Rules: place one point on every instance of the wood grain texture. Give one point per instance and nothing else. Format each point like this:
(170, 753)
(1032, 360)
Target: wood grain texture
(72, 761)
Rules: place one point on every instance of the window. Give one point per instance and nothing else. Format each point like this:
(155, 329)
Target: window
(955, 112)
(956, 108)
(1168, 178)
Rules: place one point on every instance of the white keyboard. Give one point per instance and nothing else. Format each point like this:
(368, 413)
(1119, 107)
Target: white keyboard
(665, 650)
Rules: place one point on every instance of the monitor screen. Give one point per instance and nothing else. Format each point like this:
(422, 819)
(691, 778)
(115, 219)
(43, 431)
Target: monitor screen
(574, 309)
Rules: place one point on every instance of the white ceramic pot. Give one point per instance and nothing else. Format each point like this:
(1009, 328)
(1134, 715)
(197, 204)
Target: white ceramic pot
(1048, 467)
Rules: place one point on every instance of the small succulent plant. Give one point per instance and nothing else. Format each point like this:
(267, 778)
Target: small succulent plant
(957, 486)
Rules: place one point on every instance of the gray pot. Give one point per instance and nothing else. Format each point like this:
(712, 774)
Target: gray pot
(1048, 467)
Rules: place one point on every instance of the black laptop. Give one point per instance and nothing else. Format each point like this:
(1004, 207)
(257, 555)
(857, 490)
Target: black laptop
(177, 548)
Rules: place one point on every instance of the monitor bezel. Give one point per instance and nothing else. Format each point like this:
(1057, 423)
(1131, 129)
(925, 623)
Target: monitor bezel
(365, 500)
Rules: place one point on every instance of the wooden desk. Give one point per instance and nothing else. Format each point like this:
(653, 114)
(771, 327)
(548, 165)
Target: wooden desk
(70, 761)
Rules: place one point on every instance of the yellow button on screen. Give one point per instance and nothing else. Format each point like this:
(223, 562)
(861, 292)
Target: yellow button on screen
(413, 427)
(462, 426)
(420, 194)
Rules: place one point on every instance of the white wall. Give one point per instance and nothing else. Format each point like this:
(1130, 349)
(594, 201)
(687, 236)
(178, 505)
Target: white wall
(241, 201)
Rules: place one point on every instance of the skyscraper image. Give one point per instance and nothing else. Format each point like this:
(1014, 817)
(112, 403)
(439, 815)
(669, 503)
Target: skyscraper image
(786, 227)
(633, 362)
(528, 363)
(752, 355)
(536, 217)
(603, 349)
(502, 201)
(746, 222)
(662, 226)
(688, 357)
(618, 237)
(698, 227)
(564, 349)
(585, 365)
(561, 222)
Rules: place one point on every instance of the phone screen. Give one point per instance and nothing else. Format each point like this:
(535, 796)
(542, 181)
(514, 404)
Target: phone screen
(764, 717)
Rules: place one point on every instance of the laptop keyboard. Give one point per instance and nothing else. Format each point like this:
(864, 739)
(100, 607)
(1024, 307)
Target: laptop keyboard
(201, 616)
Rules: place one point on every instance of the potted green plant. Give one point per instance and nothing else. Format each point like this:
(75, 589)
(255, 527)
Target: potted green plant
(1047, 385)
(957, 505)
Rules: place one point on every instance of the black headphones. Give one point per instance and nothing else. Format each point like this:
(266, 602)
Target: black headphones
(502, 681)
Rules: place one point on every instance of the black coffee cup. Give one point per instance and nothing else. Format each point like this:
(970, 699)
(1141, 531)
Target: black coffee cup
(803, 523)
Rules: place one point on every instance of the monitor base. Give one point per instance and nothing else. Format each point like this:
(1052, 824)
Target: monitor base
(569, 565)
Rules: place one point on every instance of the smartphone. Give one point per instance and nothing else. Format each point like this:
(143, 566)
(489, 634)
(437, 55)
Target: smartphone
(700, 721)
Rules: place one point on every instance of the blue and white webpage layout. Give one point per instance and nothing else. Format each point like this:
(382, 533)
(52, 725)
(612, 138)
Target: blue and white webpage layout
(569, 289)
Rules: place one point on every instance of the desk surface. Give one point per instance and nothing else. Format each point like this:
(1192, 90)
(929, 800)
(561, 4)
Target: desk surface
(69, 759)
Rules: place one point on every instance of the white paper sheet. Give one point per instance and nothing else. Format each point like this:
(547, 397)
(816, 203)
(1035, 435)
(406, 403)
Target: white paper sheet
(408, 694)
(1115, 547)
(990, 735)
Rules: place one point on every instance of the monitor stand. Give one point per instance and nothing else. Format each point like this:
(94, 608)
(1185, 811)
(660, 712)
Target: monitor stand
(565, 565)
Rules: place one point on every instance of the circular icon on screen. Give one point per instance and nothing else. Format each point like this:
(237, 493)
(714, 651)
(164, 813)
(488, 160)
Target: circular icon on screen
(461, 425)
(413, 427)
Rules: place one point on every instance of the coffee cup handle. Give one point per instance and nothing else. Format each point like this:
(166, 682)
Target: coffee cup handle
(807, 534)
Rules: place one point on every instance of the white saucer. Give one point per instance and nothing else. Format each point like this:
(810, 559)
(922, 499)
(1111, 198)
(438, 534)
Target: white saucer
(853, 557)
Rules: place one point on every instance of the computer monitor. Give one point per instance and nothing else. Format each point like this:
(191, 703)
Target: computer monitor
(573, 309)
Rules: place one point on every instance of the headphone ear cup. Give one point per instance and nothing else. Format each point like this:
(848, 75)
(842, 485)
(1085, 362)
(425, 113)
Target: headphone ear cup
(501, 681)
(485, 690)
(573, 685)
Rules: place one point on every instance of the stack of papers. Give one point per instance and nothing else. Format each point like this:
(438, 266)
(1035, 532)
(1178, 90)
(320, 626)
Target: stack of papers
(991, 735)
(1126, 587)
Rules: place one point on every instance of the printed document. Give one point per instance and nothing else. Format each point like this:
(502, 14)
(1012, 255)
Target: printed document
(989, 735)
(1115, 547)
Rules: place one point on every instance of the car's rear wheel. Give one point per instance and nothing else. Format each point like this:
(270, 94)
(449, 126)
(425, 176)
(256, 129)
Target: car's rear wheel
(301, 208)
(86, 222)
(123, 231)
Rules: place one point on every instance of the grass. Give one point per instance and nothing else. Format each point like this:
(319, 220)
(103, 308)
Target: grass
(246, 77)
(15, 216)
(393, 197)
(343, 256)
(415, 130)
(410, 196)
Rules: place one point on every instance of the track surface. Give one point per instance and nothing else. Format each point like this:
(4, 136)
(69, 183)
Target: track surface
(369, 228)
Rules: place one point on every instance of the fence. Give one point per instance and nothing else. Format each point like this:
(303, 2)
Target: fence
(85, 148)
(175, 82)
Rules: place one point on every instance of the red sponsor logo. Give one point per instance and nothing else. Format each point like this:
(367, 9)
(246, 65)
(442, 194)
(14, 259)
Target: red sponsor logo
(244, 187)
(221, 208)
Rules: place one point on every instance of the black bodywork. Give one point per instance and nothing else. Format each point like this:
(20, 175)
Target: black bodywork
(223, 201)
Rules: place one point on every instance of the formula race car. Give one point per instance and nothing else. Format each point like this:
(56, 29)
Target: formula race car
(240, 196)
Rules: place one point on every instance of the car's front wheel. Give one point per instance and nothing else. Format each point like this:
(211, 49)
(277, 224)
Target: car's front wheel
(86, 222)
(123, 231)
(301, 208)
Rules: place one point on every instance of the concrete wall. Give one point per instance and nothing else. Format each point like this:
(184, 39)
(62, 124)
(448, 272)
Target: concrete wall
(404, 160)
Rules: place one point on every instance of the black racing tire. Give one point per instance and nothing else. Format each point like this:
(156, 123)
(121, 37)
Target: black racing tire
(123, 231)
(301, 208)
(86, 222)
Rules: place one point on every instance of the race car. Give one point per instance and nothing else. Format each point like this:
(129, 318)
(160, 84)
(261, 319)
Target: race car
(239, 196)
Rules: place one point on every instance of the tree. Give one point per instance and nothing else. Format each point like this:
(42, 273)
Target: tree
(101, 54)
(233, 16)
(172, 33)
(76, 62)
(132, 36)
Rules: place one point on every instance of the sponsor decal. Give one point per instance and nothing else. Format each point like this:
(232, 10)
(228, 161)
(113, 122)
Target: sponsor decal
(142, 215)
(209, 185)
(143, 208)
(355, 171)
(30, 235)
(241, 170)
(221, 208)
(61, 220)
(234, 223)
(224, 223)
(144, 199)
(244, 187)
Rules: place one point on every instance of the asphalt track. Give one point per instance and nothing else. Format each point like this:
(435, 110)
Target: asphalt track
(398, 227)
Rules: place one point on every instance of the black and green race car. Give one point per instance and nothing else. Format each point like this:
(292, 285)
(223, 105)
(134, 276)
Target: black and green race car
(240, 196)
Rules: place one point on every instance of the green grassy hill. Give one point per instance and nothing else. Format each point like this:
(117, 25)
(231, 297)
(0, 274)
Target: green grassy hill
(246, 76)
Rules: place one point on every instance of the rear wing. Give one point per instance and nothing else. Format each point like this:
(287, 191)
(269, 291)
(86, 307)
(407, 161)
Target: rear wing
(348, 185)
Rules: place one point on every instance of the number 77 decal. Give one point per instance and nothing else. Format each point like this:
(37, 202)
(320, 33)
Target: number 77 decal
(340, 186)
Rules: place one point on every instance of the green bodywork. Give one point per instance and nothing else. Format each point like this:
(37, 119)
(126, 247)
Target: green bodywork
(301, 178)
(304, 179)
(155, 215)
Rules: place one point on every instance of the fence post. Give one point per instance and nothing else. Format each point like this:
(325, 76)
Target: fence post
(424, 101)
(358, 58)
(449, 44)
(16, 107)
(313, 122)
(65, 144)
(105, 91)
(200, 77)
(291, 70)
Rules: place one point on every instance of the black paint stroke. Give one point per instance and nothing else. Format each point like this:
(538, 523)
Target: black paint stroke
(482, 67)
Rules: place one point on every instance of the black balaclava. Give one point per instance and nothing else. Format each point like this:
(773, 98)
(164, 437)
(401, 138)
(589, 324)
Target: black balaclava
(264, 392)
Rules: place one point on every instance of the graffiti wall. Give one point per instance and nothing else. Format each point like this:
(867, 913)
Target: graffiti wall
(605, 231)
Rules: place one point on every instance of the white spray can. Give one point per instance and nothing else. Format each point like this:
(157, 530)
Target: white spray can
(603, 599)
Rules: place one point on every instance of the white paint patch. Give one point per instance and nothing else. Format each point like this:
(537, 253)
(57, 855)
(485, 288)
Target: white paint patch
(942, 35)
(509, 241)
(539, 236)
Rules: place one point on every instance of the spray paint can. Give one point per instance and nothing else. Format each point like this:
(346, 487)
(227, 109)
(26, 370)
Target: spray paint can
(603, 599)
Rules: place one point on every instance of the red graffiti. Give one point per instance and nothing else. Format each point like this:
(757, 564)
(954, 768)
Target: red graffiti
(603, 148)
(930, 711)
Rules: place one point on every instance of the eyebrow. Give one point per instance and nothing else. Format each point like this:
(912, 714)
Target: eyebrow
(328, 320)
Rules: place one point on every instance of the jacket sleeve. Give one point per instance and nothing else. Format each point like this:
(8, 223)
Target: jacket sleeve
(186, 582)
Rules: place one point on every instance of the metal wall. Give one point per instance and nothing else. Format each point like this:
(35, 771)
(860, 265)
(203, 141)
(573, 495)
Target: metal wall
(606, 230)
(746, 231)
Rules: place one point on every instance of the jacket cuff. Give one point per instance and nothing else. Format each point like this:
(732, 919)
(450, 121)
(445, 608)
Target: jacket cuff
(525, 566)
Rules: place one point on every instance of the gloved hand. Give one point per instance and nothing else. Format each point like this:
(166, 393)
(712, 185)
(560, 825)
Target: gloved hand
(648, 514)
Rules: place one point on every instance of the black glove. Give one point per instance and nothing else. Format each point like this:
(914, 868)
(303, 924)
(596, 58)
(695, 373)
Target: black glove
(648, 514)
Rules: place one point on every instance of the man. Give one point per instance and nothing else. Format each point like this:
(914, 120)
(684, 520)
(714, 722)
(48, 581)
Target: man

* The request:
Restate the final lines of the listing above word for word, beginning at the line that contains "Rules: place one point on every instance of the eyebrow.".

* Output below:
Rules: place one point on every instance of the eyebrow. Give one point per instance and nothing else. Format each point like this:
(912, 714)
Target: eyebrow
(328, 320)
Rules: place one point on every instance of the jacket sleeve. Give one point per instance and nothing else. Format each point like this:
(8, 223)
Target: jacket sleeve
(186, 582)
Rules: place one point on every instance of the metal wall. Give one point per instance and nothing else. Format each point like this:
(35, 771)
(860, 265)
(203, 141)
(573, 495)
Target: metal wall
(606, 230)
(746, 231)
Rules: place one point on every instance of the jacket cuff. Give one point per instance and nothing else. Format each point like this:
(732, 919)
(450, 121)
(445, 608)
Target: jacket cuff
(525, 566)
Rules: place one point on every instance of the gloved hand. Give one point per instance and nothing else. Format each point like this:
(166, 393)
(712, 185)
(560, 825)
Target: gloved hand
(648, 514)
Rules: place one point on every instance of the black glove. Give one point per instance and nothing else. Format each point like this:
(914, 868)
(303, 924)
(596, 58)
(695, 373)
Target: black glove
(648, 514)
Rules: place one point on every instance of the man. Give one point per instance and nothing else. Format each point like this:
(914, 120)
(684, 520)
(714, 722)
(48, 581)
Target: man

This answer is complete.